To do => Starting at the line that has "find horse's front" and stopping after the line that has "[0,177,865,1011]", rename "crowd of spectators" to "audience in the stands" and change nothing else in those lines.

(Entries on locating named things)
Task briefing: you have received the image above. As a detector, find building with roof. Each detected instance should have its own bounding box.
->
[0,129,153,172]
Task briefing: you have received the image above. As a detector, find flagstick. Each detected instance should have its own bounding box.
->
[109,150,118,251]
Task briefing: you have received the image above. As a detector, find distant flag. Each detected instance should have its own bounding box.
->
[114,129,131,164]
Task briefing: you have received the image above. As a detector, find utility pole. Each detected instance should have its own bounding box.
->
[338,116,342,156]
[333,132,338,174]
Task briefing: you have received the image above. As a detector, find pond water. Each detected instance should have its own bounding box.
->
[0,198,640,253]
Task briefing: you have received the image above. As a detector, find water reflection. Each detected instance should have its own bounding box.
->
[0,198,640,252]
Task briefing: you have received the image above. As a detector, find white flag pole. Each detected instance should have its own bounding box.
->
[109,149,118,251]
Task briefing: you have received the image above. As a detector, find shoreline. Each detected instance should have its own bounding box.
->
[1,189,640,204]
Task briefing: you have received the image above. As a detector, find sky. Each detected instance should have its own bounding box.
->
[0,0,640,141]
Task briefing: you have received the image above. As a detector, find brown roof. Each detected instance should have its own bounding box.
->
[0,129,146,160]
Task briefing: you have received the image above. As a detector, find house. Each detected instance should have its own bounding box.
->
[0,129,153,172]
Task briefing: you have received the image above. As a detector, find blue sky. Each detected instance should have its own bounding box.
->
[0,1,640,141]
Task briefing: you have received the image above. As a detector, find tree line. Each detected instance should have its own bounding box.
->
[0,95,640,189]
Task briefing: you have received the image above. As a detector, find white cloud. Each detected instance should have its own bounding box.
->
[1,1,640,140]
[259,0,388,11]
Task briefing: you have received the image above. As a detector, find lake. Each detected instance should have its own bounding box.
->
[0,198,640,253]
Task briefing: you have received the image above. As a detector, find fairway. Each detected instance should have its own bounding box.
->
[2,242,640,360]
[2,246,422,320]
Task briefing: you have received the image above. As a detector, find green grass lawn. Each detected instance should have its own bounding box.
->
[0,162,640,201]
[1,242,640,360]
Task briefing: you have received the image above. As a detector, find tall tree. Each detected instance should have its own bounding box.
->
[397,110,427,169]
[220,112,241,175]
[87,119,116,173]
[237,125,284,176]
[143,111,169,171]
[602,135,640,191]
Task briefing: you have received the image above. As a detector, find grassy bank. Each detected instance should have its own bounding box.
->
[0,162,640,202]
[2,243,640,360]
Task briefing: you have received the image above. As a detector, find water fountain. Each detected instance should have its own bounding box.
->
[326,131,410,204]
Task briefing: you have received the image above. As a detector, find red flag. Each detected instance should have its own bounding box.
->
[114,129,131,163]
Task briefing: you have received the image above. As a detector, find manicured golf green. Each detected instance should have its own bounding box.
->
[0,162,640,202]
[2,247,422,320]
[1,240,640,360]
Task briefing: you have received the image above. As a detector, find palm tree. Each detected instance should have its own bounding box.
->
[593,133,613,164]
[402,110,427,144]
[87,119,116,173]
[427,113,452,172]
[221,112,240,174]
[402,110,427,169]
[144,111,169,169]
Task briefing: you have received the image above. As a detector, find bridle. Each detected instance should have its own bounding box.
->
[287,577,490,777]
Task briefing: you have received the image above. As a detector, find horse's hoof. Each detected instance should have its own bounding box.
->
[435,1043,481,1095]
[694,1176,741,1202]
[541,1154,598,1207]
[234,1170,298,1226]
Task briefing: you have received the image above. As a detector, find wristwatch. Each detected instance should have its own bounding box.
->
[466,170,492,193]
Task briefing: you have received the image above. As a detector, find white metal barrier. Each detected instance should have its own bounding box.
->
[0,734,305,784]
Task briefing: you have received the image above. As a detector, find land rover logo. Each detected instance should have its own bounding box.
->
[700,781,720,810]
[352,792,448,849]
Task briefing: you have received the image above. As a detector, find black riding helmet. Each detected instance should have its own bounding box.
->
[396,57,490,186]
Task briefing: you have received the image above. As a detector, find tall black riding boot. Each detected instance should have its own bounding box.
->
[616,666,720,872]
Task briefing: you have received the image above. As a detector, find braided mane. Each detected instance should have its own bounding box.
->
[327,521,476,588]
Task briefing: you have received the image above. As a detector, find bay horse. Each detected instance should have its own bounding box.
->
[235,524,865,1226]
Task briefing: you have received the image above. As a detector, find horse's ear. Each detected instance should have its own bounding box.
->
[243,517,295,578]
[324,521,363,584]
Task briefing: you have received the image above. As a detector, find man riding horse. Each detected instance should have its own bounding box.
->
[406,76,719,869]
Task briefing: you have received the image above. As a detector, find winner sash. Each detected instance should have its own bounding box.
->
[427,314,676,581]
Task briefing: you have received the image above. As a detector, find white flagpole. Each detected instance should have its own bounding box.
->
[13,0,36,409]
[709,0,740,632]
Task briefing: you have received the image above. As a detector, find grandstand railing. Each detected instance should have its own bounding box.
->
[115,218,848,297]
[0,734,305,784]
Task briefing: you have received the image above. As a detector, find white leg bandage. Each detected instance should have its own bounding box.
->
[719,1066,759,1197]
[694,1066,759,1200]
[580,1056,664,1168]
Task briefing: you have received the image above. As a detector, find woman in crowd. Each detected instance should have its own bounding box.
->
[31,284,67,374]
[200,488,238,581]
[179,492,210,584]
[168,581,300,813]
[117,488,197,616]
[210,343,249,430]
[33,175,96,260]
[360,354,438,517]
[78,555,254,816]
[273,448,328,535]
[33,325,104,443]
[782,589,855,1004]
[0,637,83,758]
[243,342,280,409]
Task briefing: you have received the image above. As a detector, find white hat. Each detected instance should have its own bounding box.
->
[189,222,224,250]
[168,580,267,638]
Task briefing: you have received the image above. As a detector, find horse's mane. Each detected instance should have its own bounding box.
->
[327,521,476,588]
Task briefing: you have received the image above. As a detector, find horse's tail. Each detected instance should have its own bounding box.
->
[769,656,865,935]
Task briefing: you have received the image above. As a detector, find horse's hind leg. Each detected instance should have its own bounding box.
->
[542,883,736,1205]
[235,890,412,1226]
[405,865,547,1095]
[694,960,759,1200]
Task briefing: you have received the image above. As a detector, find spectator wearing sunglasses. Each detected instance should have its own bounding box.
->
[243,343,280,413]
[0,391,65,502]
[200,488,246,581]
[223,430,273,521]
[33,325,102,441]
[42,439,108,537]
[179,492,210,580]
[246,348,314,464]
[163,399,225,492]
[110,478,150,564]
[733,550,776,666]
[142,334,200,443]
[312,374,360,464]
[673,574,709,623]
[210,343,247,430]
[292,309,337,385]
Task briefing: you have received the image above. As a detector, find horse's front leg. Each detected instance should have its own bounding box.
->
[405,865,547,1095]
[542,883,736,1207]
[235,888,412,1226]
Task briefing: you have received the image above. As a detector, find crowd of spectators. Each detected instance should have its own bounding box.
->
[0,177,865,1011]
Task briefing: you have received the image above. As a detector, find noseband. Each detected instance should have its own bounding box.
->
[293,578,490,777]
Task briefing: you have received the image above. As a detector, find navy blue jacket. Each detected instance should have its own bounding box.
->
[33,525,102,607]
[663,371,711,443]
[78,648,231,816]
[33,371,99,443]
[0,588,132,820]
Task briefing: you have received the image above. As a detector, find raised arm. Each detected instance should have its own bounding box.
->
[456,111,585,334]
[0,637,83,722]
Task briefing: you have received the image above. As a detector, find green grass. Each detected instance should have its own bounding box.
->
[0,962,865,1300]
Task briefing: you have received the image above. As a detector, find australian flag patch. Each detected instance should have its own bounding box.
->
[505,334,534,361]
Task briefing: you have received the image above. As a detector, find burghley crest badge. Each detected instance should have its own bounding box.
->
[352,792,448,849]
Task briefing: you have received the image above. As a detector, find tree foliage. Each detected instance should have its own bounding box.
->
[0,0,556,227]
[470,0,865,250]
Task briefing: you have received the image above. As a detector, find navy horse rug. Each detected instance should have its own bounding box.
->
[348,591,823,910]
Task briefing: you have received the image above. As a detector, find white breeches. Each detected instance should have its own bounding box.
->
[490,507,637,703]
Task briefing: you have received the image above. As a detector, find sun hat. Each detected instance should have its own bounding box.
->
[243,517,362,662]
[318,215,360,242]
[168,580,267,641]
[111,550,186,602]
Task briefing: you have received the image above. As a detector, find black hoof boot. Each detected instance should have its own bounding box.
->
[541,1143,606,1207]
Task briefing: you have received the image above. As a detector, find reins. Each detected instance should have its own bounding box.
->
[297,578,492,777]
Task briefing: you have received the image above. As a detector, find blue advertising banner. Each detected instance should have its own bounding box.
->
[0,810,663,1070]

The reply =>
Task briefing: you have received the image above. As a detector, find horse's front leg. Each detected instance should have its own bounding box.
->
[405,865,547,1095]
[542,883,736,1207]
[235,888,412,1226]
Task briefing: you have received the image above. As a detector, find audience in the stands. Each detected instance should have its own bounding box.
->
[0,177,865,1011]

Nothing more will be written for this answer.